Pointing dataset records
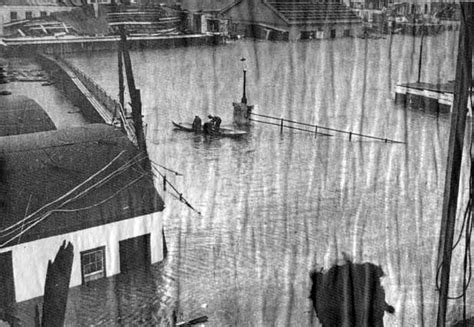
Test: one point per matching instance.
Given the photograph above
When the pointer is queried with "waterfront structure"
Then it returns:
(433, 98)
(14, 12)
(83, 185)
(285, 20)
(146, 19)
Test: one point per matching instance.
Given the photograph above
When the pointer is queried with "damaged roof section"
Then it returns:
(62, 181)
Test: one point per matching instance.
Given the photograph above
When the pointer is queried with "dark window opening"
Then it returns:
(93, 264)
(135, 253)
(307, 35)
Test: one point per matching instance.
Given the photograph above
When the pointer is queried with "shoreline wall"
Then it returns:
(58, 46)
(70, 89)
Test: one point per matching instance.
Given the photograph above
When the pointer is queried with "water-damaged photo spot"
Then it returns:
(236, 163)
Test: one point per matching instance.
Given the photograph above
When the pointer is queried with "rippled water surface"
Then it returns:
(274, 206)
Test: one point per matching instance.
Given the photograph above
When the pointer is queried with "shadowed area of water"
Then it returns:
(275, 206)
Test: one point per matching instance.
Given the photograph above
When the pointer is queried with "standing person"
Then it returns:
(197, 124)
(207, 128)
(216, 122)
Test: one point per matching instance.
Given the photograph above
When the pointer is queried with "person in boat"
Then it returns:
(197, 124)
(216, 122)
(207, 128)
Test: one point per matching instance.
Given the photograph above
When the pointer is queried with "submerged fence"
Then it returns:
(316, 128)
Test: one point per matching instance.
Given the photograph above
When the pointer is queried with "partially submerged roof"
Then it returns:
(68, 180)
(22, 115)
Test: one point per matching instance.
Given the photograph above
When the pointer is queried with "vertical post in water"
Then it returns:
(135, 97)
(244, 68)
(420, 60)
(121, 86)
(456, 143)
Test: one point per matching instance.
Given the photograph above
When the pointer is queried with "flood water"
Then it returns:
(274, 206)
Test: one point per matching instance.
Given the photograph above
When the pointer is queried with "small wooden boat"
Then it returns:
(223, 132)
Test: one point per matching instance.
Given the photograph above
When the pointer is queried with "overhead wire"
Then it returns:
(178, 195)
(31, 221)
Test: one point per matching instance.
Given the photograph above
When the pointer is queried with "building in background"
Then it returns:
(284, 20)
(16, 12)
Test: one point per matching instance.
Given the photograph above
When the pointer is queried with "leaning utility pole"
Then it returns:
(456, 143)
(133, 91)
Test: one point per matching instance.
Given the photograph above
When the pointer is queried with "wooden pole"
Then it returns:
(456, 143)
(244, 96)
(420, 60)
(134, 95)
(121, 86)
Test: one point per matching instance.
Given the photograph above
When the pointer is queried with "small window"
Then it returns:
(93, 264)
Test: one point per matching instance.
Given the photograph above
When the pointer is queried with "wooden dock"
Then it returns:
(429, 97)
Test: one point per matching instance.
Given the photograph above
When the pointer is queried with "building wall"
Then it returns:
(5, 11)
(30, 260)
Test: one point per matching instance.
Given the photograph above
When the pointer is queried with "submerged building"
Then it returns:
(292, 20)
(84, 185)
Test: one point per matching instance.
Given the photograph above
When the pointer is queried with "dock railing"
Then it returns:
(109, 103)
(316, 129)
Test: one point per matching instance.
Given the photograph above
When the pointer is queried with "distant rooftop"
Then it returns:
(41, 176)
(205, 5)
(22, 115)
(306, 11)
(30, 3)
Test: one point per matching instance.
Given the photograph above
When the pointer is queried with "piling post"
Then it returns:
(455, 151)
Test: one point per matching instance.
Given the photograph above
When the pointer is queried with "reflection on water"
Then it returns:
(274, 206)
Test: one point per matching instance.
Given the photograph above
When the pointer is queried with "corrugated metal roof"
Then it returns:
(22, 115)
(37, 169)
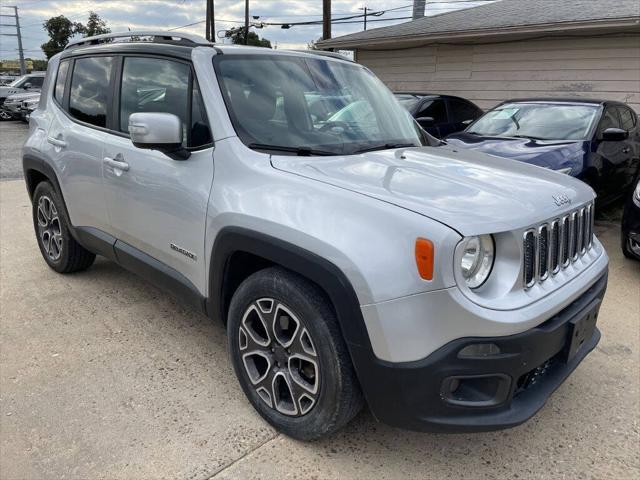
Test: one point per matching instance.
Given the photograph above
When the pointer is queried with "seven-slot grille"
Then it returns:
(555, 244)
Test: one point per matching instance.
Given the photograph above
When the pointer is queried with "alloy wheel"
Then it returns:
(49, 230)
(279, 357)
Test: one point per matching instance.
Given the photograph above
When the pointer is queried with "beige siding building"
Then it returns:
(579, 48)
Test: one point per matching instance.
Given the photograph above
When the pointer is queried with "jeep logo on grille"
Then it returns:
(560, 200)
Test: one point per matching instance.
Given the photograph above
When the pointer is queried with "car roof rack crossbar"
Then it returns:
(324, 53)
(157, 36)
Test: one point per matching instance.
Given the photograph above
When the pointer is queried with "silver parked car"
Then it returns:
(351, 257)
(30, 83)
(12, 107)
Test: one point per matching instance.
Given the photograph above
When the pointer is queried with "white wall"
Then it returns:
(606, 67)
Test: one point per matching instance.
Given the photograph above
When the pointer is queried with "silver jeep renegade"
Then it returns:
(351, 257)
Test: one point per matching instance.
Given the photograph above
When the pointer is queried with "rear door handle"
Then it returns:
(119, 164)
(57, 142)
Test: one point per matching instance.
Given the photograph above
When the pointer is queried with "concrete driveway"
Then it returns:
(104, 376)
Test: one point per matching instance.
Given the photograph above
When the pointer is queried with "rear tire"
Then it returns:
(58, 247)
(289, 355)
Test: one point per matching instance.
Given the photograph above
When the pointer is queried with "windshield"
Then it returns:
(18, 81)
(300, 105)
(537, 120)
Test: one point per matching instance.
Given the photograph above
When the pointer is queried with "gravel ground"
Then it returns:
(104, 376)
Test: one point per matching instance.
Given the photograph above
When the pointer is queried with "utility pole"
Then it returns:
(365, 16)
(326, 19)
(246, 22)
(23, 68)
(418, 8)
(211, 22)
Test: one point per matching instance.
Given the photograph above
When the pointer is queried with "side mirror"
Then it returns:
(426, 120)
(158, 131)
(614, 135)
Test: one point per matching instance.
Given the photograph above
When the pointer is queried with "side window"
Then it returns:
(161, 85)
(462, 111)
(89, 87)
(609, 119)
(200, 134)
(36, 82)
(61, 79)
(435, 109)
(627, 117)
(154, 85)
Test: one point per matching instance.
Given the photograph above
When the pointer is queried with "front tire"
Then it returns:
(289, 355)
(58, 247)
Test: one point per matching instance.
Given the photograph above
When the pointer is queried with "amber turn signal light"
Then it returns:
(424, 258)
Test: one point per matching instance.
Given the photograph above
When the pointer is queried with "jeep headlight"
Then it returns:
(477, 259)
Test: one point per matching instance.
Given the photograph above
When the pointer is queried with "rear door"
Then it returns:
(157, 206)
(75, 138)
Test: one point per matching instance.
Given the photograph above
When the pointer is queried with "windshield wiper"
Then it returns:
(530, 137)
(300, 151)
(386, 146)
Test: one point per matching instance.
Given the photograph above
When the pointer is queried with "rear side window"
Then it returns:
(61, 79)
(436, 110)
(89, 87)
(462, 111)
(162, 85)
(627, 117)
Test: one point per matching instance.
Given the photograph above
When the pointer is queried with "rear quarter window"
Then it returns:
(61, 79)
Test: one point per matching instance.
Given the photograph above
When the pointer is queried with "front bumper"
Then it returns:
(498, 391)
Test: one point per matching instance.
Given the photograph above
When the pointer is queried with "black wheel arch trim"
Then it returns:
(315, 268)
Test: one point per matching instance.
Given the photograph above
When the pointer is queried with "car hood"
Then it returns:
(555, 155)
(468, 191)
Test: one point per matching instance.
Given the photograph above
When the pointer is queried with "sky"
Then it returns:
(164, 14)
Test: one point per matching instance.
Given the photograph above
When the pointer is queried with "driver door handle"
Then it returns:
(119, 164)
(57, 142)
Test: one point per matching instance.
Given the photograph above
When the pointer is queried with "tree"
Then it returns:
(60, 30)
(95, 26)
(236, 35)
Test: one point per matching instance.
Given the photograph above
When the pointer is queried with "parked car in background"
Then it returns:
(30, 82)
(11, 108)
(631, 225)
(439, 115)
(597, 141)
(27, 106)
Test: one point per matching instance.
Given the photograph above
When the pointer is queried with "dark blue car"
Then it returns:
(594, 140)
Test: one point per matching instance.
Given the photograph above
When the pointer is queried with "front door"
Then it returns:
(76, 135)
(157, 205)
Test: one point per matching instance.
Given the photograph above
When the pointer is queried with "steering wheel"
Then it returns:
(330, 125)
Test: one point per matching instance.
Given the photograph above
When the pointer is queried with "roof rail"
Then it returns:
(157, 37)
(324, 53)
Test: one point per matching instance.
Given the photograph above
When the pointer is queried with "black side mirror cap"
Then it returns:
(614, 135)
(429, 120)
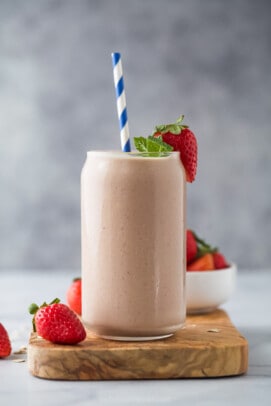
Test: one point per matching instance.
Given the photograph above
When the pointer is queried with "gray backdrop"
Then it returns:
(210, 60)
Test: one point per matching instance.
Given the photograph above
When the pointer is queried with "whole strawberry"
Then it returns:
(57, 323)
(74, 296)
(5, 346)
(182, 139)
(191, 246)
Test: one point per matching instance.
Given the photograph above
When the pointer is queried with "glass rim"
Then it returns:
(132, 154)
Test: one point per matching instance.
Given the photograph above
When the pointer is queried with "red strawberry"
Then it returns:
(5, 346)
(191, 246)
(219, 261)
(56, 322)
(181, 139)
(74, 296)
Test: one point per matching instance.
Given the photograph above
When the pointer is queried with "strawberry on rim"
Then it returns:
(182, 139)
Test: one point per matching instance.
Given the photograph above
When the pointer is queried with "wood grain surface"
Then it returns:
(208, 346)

What to work on
Locate each line in the material above that contains the word "dock", and copy those lines. Treat the match as case-sensitive.

Answer for the task
When the pointer is queried with "wooden dock"
When the pointer is queried with "dock railing"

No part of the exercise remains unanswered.